:: Problem description ::
Rewrite the listing below, changing every "photo" to "image" and keeping everything else the same. Leave the pictures out of your answer.

-- START OF Material to process --

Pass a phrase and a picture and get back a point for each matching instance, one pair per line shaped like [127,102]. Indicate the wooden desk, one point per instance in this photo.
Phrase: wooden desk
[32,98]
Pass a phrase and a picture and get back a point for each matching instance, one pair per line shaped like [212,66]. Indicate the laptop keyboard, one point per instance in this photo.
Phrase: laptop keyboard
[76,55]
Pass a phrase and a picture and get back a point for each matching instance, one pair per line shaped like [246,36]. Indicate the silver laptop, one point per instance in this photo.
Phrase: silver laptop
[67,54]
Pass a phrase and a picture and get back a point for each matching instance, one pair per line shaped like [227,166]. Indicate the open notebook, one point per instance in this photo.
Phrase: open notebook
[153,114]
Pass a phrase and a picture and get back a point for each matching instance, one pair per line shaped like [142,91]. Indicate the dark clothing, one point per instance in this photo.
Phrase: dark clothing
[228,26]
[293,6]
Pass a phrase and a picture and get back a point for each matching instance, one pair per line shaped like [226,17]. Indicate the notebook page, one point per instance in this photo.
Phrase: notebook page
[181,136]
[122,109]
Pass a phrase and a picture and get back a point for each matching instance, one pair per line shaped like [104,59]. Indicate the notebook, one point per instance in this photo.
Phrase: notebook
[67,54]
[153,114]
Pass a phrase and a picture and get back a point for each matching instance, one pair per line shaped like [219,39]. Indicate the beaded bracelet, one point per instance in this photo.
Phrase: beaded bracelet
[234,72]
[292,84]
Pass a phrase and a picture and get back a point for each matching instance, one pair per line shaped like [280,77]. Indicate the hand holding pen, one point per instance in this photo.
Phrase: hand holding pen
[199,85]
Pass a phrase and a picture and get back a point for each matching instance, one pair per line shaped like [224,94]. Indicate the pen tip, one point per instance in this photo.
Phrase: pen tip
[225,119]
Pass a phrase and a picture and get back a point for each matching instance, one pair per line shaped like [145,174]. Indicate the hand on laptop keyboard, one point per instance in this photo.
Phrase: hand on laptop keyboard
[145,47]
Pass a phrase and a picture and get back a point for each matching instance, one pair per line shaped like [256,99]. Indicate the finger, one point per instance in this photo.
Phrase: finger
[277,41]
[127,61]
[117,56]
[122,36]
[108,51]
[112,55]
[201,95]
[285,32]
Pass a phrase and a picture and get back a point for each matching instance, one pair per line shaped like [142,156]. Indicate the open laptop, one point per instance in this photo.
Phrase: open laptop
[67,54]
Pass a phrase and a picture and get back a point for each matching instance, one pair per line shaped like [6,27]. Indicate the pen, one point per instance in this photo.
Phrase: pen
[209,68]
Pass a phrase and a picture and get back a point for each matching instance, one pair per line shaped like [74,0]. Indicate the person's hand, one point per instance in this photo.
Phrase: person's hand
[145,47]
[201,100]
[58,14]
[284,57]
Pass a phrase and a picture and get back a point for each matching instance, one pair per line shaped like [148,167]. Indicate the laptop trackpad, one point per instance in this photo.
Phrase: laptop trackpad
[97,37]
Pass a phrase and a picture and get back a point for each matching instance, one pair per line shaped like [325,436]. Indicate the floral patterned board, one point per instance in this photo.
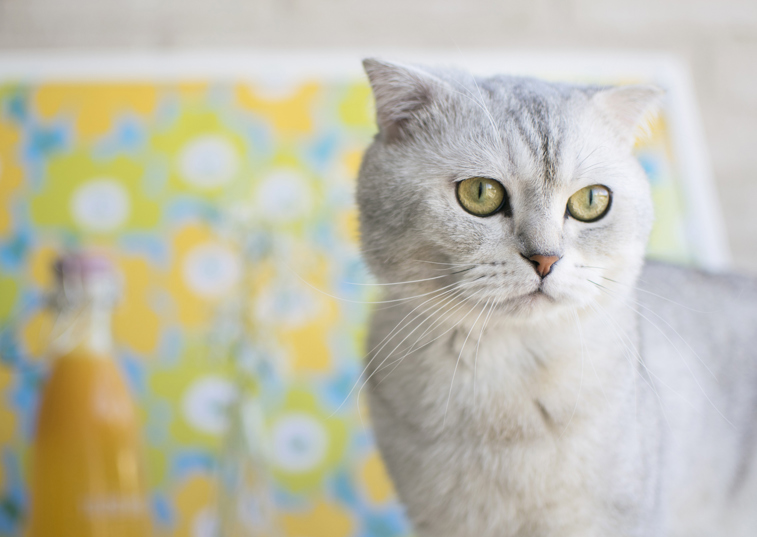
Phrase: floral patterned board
[228,209]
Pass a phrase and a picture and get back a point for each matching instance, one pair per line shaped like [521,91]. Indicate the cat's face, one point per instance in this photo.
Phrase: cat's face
[505,191]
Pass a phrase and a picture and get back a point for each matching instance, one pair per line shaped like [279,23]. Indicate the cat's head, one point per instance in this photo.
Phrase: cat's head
[508,190]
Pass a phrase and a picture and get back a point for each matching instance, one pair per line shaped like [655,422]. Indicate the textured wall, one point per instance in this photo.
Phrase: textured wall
[717,38]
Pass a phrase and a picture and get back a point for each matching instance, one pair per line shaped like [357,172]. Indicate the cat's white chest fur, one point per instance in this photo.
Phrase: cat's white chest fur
[506,218]
[510,455]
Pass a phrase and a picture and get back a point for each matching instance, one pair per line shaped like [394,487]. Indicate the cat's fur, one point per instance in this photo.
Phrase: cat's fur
[591,409]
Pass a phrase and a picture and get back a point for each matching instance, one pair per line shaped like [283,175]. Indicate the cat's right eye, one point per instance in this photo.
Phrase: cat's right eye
[481,196]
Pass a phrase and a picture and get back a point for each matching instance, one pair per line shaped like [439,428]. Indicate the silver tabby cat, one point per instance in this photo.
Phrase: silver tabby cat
[530,375]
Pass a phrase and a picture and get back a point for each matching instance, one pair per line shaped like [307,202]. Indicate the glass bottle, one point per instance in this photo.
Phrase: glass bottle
[87,474]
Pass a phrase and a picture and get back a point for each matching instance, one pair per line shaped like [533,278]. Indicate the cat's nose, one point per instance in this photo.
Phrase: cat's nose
[543,263]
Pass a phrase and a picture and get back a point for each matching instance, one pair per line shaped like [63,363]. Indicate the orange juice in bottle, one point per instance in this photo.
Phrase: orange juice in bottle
[87,475]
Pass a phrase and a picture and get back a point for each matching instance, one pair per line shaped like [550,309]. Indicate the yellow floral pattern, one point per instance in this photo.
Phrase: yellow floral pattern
[227,208]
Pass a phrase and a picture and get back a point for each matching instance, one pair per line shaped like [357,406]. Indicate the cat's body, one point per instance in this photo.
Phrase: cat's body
[507,403]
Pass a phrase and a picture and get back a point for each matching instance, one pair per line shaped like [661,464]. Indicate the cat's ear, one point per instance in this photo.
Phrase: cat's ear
[399,91]
[628,107]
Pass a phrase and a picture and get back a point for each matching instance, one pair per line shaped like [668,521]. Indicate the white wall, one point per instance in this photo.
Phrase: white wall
[717,37]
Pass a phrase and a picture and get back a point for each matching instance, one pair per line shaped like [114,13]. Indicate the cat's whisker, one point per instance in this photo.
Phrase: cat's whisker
[436,323]
[449,264]
[475,360]
[393,333]
[404,299]
[457,362]
[650,310]
[387,357]
[633,354]
[413,348]
[637,288]
[640,360]
[411,281]
[675,347]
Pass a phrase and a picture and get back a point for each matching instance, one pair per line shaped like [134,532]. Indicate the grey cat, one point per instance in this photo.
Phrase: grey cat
[530,375]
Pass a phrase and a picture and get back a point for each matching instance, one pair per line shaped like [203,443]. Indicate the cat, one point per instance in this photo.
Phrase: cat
[529,374]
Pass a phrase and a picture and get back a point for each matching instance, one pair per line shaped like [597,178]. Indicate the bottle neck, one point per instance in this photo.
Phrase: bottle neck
[84,320]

-- END OF Material to process --

:: Solved problem ::
Pass a phrase and a picture and get back a point for each matching instance, one pair per line shaped like [127,102]. Indicate the wooden desk, one point per instance in this image.
Phrase: wooden desk
[32,98]
Pass a phrase and a picture and get back a point for each matching instance, one pair per line shaped like [212,66]. Indicate the laptop keyboard, one point per instance in this image.
Phrase: laptop keyboard
[76,55]
Pass a phrase and a picture and get back a point for each matching instance, one pair per line shaped like [246,36]. Indicate the silver laptop, one point per instance in this image.
Phrase: silver laptop
[67,54]
Pass a phrase and a picture and get back a point for each matching instance, one pair per line shaped like [227,166]. Indicate the open notebook, one point per instance in this image.
Phrase: open notebook
[153,114]
Pass a phrase and a picture and get back a point for each matching instance, one pair per line shaped like [142,91]. Indicate the dark clothing, one point per instance in this image.
Phrase: dark clothing
[228,26]
[293,6]
Pass a phrase and a picture and get back a point for each matching instance, one pair per line shaped like [226,17]. Indicate the notebook page, one point per instance in this image.
Phrase: notebook page
[181,136]
[122,109]
Pass a phrase and a picture and get back a point for each matching instance, one pair per line shaped like [104,59]. Indicate the notebook, one point per instance in this image.
Phrase: notebook
[67,54]
[153,114]
Pass a phrase and a picture and get back a point for each matching instance, one pair per line shaped like [219,39]. Indicate the beaded bracelet, one point per instance in this image.
Phrase: beaded bracelet
[234,72]
[292,84]
Pass a phrase and a picture and get back a point for each matching instance, one pair per line shaped like [280,77]. Indicate the hand holding pen, one point per instance in this image.
Phrase: hand holding pen
[199,85]
Pass a phrase and a picture and get back a point for each matching instance, one pair per line shaped like [224,94]. Indicate the pen tip, one point per instance in this image.
Phrase: pen tip
[225,119]
Pass a phrase and a picture and get back a point for each matching instance, one pair per line shaped like [145,174]. Indicate the hand on laptop keyboard, one point per instance in this image.
Phrase: hand on laptop keyboard
[145,47]
Pass a phrase and a picture and get back a point for each matching instance, one pair per line shaped like [256,99]. Indicate the finger, one point per instance in this image.
Phrase: finger
[277,41]
[127,61]
[117,56]
[122,36]
[108,51]
[112,55]
[201,95]
[285,32]
Pass a phrase and a picture and get back a point for each matching instance, one pair per line shaped like [142,156]. Indicate the open laptop, one point per instance in this image.
Phrase: open laptop
[67,54]
Pass a phrase and a picture and get back a point for each matching instance, one pair per line shaped like [6,27]. Indicate the pen, one point per instance in this image.
Phrase: pen
[209,68]
Pass a phrase and a picture and get back a point for each matching instance, one pair per line shaped like [74,0]. Indicate the person's hand, one point per instance in this image.
Phrase: person's hand
[145,47]
[201,100]
[58,14]
[284,57]
Pass a phrase and a picture and get back a point for each matching instance, one pair per line shaped like [148,167]. Indicate the laptop trackpad, one point per instance in this image.
Phrase: laptop trackpad
[97,37]
Pass a phrase and a picture and get back a point for each matching instance, one pair per line shaped like [325,436]. Indicate the floral patterned board, one point per instance in this image.
Phrase: floral patterned board
[228,209]
Pass a phrase and a picture and get back a point for each matching instance, one pair per line shaped like [521,91]. Indicate the cat's face, one point per instance in this image.
Phrase: cat's face
[505,191]
Pass a phrase and a picture and get back a point for each matching instance, one pair per line shaped like [279,23]. Indicate the cat's head, one point per instance in this image.
Phrase: cat's head
[508,190]
Pass a phrase and a picture and get back a point for each matching instance, one pair per line shaped like [655,422]. Indicate the textured wall, one point per instance in this image.
Phrase: textured wall
[717,38]
Pass a phrase and a picture and get back a point for each matching instance, one pair per line shaped like [357,172]. Indicate the cat's white chest fur, one point per instance in this image.
Phrase: cat's white chest fur
[506,218]
[510,455]
Pass a phrase and a picture and get back a point for each matching instance, one pair per line shaped like [394,487]. Indicate the cat's fur, one point per instance in this image.
Phrase: cat's fur
[591,409]
Pass a phrase and a picture and get back a point for each matching instance, one pair per line shaped like [283,175]. Indicate the cat's right eye, one point per instance in this image.
Phrase: cat's right eye
[481,196]
Pass a phrase and a picture and get back a point for each matching instance, one pair per line shaped like [439,428]. Indicate the silver tabby cat, one point per instance in this image.
Phrase: silver tabby cat
[530,375]
Pass a phrase and a picture and get back a point for each matching instance, one pair per line shaped like [307,202]. Indicate the glass bottle, one point per instance in this image.
Phrase: glass bottle
[87,474]
Pass a phrase and a picture and get back a point for each matching instance, one pair per line shaped like [533,278]. Indicate the cat's nose, one point per instance in this image.
Phrase: cat's nose
[543,263]
Pass a phrase and a picture and get back a point for each matching instance, one pair per line shaped like [63,363]. Indicate the orange juice in bottle, one point per instance in this image.
Phrase: orange juice in bottle
[87,475]
Pass a phrase and a picture and get back a point for each matching instance, one pair per line shaped like [550,309]. Indicate the yellow floral pattern, one point per instance in this image.
Phrase: yellow floral pattern
[227,208]
Pass a phrase and a picture and get back a point for each matching instance, one pair per line shaped like [357,406]. Indicate the cat's body, one point per instance in this image.
Phrase: cat's body
[507,403]
Pass a phrase and a picture and get back a point for each matching instance, one pair per line shaped like [661,464]. Indicate the cat's ear, one point per instance in this image.
Phrase: cat's ear
[399,91]
[628,107]
Pass a phrase and a picture and get back a point for each matching instance, one pair per line shaped like [668,521]. Indicate the white wall, one point per instance in this image.
Phrase: white wall
[717,37]
Pass a phrase and a picture and get back a point for each matching instance, one pair per line shaped like [114,13]. Indicate the cat's whisker, one point per instance in this image.
Phrase: cat's whisker
[436,323]
[449,264]
[475,360]
[393,333]
[404,299]
[457,362]
[650,310]
[387,357]
[633,354]
[413,348]
[637,288]
[640,360]
[411,281]
[675,347]
Pass a phrase and a picture and get back a point for each matching instance, one pair per line shaped like [134,532]. Indicate the grey cat, one point per instance in this image.
Phrase: grey cat
[530,375]
Pass a phrase and a picture and get back a point for each matching instance, one pair per line shaped like [203,443]. Indicate the cat, one point per instance in this image.
Phrase: cat
[529,374]
Pass a phrase and a picture and get back a point for each matching instance, one pair per line shaped like [597,178]. Indicate the bottle neck, one point per instance in this image.
Phrase: bottle neck
[84,320]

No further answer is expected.